Ekspert: Stanowisko TSUE wobec polskiego TK powoduje nieusuwalną sprzeczność, którą można usunąć na trzy sposoby

Krótka historia o tym, jak TSUE ma „w nosie” 20-letnie orzecznictwo polskiego Trybunału Konstytucyjnego i forsuje wizję „pierwszeństwa” prawa UE nad konstytucją. Bez podstawy traktatowej.
Ważne! Ekspert: Stanowisko TSUE wobec polskiego TK powoduje nieusuwalną sprzeczność, którą można usunąć na trzy sposoby
Ważne! / grafika własna

Wczorajsza informacja o opinii rzecznika generalnego TSUE, z której wynika, że orzeczenia polskiego Trybunału Konstytucyjnego mają naruszać „pierwszeństwo” prawa unijnego, wywołała niemało emocji. Słusznie, bo dotyczy to bardzo istotnego aspektu, jakim jest relacja polskiej konstytucji z 1997 r. i prawa UE, tj. prawa uchwalanego przez jedną z organizacji międzynarodowych, do której Polska przystąpiła. 

Zasady "pierwszeństwa" nie ma w traktatach

Jest to niezwykle istotna rzecz dla każdego Polaka, bowiem mowa jest tutaj o tym, czy Polska jest krajem w pełni SUWERENNYM, z własnym porządkiem konstytucyjnym, czy może jest wręcz przeciwnie.

W związku z wieloma wątpliwościami warto przedstawić stan prawny i krótką historię swoistej „wojny” między sądami konstytucyjnymi państw członkowskich a TSUE, które jako „orzecznicze ramię” UE stara się forsować wizję podporządkowania państwowych konstytucji prawu europejskiemu.

Pierwsza zasadnicza kwestia: zasada pierwszeństwa prawa UE NIE WYNIKA z żadnego postanowienia ani Traktatu o funkcjonowaniu UE, ani Traktatu o UE, które Polska podpisała. Została stworzona przez sam TSUE.

W odniesieniu do wspólnotowego porządku prawnego zasada pierwszeństwa prawa unijnego przed prawem krajowym nakreślona została po raz pierwszy w 1963 r. w wyroku TSUE w sprawie van Gend & Loos, a explicite sformułowana w 1964 r. w wyroku Flamino Costa vs. E.N.E.L. Jej dopełnienie stanowiło m.in. wydane niedługo później orzeczenie w sprawie Internationale Handelsgesellschaft (1970), a następnie wyrok w sprawie Simmenthal (1978).

To było jeszcze w czasach, kiedy UE w nowoczesnym kształcie nie istniała, a sama organizacja koncentrowała się na współpracy gospodarczej, a nie przybierała charakter współczesnego quasi-państwa. Wprowadzenie zasady „pierwszeństwa” miało swój sens. Skoro państwa miały stosować prawo wspólnotowe dla wzmocnienia i ułatwienia współpracy gospodarczej, to należało ustanowić regułę jego stosowania względem krajowych porządków prawnych. Inaczej mielibyśmy chaos i poszczególne kraje wprowadzałyby własne przepisy krajowe, co ograniczałoby przyjęte swobody.

▶ **Dostarczone dane**

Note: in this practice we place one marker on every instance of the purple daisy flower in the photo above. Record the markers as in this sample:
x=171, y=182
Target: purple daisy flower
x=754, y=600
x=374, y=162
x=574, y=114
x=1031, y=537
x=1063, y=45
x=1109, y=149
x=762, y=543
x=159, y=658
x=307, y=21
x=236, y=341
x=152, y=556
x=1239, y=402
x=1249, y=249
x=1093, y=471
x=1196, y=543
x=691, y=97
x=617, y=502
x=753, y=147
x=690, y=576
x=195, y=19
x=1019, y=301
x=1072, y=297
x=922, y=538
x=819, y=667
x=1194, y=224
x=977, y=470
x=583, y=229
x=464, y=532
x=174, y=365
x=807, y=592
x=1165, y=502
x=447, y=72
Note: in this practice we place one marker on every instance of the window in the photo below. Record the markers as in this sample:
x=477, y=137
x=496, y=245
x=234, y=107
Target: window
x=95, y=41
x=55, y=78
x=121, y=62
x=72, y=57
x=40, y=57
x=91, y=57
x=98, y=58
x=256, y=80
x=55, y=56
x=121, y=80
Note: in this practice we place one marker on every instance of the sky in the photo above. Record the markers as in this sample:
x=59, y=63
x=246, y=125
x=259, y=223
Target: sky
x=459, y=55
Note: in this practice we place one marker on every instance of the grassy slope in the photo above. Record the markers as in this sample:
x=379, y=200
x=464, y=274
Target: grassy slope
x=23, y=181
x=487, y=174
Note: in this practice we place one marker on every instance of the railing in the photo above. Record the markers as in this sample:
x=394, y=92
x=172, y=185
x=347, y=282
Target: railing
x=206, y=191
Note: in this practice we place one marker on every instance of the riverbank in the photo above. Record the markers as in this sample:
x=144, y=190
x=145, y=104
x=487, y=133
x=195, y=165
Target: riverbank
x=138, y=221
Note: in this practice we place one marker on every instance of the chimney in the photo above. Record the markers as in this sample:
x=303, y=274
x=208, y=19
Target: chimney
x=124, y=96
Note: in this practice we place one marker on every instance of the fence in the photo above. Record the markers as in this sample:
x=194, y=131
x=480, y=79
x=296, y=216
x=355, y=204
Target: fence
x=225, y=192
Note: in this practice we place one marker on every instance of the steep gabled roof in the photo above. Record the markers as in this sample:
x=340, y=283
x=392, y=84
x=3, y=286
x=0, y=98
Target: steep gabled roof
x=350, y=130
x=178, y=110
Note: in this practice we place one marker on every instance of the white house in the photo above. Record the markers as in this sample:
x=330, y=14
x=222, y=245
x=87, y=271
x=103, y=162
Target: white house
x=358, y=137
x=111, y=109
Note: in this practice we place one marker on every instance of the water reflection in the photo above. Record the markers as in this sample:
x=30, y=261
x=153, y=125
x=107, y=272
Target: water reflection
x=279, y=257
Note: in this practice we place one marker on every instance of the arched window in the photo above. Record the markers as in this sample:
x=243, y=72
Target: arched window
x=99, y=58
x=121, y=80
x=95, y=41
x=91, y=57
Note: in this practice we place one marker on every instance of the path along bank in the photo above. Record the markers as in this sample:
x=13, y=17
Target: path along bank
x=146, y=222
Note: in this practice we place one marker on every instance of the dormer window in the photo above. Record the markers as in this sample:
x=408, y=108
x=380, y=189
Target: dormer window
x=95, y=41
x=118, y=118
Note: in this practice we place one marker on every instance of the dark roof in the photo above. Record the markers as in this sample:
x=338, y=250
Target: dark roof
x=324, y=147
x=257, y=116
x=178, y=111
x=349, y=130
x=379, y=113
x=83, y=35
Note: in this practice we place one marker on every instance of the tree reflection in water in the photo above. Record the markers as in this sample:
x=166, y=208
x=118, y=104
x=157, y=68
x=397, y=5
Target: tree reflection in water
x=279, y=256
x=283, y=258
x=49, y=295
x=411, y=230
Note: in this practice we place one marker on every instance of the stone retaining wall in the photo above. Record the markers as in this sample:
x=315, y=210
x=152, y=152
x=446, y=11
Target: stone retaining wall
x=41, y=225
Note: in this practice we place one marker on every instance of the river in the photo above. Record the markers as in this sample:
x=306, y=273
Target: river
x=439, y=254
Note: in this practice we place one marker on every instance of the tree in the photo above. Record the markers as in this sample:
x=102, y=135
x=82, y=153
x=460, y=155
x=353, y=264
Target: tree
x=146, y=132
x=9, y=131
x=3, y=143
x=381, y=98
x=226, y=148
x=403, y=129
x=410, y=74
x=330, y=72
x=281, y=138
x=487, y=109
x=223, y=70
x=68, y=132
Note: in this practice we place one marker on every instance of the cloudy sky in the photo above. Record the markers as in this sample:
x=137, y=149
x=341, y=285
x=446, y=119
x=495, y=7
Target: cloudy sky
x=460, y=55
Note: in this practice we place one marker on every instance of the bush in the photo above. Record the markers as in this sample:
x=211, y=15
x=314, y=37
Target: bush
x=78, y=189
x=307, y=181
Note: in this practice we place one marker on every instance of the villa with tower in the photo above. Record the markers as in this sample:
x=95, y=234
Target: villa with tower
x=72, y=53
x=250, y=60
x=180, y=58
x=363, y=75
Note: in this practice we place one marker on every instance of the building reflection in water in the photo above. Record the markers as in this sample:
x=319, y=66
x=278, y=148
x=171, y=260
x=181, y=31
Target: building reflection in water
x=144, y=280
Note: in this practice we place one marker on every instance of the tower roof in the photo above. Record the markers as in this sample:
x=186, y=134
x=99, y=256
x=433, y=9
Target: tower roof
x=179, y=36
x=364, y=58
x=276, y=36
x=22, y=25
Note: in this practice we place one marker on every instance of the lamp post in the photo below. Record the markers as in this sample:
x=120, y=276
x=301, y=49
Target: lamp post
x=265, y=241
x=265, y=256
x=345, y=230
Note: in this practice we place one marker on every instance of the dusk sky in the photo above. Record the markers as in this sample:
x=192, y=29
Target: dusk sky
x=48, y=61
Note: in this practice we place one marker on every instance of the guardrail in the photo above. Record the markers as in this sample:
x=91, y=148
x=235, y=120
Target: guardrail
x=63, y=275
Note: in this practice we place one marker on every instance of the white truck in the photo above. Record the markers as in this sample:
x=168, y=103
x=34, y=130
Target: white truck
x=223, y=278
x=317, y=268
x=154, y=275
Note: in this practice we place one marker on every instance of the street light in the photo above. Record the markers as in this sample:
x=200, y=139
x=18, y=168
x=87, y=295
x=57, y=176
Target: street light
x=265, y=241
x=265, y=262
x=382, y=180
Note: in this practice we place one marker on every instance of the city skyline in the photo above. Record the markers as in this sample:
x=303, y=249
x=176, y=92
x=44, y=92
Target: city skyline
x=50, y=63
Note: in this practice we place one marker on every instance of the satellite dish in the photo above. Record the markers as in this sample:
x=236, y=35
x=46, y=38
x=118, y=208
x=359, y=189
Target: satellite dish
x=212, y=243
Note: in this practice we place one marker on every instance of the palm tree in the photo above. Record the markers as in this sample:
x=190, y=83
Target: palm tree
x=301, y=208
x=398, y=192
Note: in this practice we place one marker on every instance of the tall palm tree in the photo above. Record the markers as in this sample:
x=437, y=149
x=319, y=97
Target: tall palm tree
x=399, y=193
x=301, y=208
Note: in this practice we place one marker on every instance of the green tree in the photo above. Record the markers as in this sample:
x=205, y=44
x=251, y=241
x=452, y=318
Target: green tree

▶ **Zestaw zadań**
A) Zamień "practice" na "exercise" we fragmencie rekordów, który zaczyna się wierszem zawierającym "of the building", a kończy wierszem zawierającym "x=63, y=275". Przepisz tylko ten fragment, poza tą zmianą bez zmian.
B) Kontynuuj tekst o zasadzie pierwszeństwa prawa UE i polskim Trybunale Konstytucyjnym od ostatniego zdania.

▶ **Rozwiązane zadania**
A)
Note: in this exercise we place one marker on every instance of the building reflection in water in the photo above. Record the markers as in this sample:
x=319, y=66
x=278, y=148
x=171, y=260
x=181, y=31
Target: building reflection in water
x=144, y=280
Note: in this exercise we place one marker on every instance of the tower roof in the photo above. Record the markers as in this sample:
x=186, y=134
x=99, y=256
x=433, y=9
Target: tower roof
x=179, y=36
x=364, y=58
x=276, y=36
x=22, y=25
Note: in this exercise we place one marker on every instance of the lamp post in the photo below. Record the markers as in this sample:
x=120, y=276
x=301, y=49
Target: lamp post
x=265, y=241
x=265, y=256
x=345, y=230
Note: in this exercise we place one marker on every instance of the dusk sky in the photo above. Record the markers as in this sample:
x=192, y=29
Target: dusk sky
x=48, y=61
Note: in this exercise we place one marker on every instance of the guardrail in the photo above. Record the markers as in this sample:
x=91, y=148
x=235, y=120
Target: guardrail
x=63, y=275

B)
Wszystko było „cacy” do momentu, kiedy nie zaczęto forsować radykalnej zmiany istoty samej organizacji międzynarodowej. Pomysł powstania UE jako „superpaństwa” i systematyczne pozatraktatowe rozszerzanie kompetencji unijnych kosztem prawodawstwa państw członkowskich spowodował istotny spór o „pierwszeństwo” stosowania poszczególnych państwowych konstytucji i prawa UE.

 

Polska konstytucja

Zgodnie z polską konstytucją to sama ustawa zasadnicza jest „najwyższym prawem Rzeczypospolitej” (art. 8 ust. 1). Cały rozdział III konstytucji ustala hierarchię aktów prawnych na czele z konstytucją właśnie. Polski TK wielokrotnie i KONSEKWENTNIE wypowiadał się w kwestii relacji prawa UE do naszej ustawy zasadniczej z 1997 r. 

W wyroku z 11.05.2005 r. K 18/04 (poniżej skład) stwierdził, że nadrzędność obowiązywania konstytucji nierozerwalnie powiązana jest z zasadą suwerenności państwa, a to z kolei prowadzi do wniosku, że możliwe jest powstanie takiej kolizji pomiędzy normami prawa unijnego a normami prawa krajowego, której nie będzie dało się usunąć za pomocą stosowania obopólnie przyjaznej wykładni prawa. 

 

Nieusuwalna sprzeczność

Tego rodzaju nieusuwalna sprzeczność nie mogłaby być rozwiązywana „przez uznanie nadrzędności normy wspólnotowej w relacji do normy konstytucyjnej. Nie mogłaby też prowadzić do utraty mocy obowiązującej normy konstytucyjnej i zastąpienia jej normą wspólnotową ani do ograniczenia zakresu stosowania tej normy do obszaru, który nie został objęty regulacją prawa wspólnotowego”.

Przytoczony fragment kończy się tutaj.